Extract —
· · · · ·

Rebuilding such a piece of electrical engineering from 1949 is no mean feat. The way the electronics are connected in particular causes many problems with the project, the BBC reports. Initially, the rebuilding volunteers used old photographs to find out how the computer’s schematics worked and how the 3,000 electron tubes communicated with each other. Work on the Edsac of Electronic Delay Storage Automatic Calculator is progressing steadily, and project leader Andrew Herbert hopes the computer will be up and running by spring 2016. The original computer was scrapped in the 1950s and sold in parts at auction. A part of the computer was discovered in February this year in the United States. The owner of the Chassis 1A part donated it to the project.

Chassis 1A – Source: National Museum of Computing

Edsac was the first computer that researchers could actually use as a scientific calculator. The team that built the machine wanted to make programming as simple as possible, Herbert told an Australian radio station in an interview. The machine had no transistors, let alone printed circuit boards or integrated circuits. It was an electronic machine using electron tubes and took up about two square meters of floor space. The whole was made up of about 140 boards with electronics. All together it weighs about 2000 kilograms and consumes 11 kilowatts.

The machine had a kind of memory, so-called delay line memory, which consists of tubes containing mercury. Information was stored in the mercury using sound waves. This technology is not used in the rebuilt computer because it is quite unstable and mercury is highly toxic. All that electronics accounted for a thousand words of memory, equivalent to about 3 kilobytes. The computer could handle 650 instructions per second. Compared to a student with a slide rule, the computing power of the computer was about 1500 times greater. This allowed Cambridge to perform some science that would not have been possible without a computer, such as X-ray crystal structure analysis to find out the structure of hemoglobin in blood. Astronomers used it to perform aperture synthesis. The latter is combining signals from different telescopes to simulate a larger telescope.

· · · · ·

Saved data lines
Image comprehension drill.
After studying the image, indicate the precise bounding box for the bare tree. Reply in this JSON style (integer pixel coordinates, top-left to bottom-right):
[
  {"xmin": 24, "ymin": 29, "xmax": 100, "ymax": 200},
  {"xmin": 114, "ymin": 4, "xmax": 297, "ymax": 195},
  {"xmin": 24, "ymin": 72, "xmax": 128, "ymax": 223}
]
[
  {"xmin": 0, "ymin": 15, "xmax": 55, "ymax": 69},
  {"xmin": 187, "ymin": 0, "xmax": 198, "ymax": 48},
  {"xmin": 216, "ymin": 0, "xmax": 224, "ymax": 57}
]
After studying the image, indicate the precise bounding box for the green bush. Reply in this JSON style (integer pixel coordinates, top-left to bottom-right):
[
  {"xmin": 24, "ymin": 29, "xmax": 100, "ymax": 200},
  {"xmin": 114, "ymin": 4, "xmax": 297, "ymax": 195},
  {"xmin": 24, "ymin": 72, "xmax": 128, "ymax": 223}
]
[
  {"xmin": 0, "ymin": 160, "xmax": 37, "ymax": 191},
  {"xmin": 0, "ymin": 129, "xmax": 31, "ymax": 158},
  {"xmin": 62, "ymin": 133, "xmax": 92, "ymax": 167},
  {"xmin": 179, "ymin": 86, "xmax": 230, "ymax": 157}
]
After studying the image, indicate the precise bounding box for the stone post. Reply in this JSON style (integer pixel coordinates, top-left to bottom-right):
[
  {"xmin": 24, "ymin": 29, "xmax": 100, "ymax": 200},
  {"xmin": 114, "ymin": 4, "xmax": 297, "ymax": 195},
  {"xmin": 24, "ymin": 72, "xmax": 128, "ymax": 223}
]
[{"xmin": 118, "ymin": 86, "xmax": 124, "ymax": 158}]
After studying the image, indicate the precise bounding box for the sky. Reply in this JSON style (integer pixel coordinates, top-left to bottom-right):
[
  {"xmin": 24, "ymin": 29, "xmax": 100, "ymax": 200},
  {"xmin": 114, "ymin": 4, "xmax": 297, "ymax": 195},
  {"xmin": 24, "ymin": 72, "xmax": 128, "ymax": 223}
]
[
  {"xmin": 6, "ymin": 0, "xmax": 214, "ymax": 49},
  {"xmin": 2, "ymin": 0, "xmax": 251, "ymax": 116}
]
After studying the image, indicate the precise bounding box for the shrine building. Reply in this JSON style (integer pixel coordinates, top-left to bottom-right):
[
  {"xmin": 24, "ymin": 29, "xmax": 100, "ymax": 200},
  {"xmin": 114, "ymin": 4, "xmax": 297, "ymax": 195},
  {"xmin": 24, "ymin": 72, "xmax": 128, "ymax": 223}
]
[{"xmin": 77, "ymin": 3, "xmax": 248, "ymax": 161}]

· · · · ·

What is expected —
Please state how many instructions per second the original computer could handle, according to the Edsac article. The lines above come from a different source than the Edsac article.

Exercise solution —
650 instructions per second.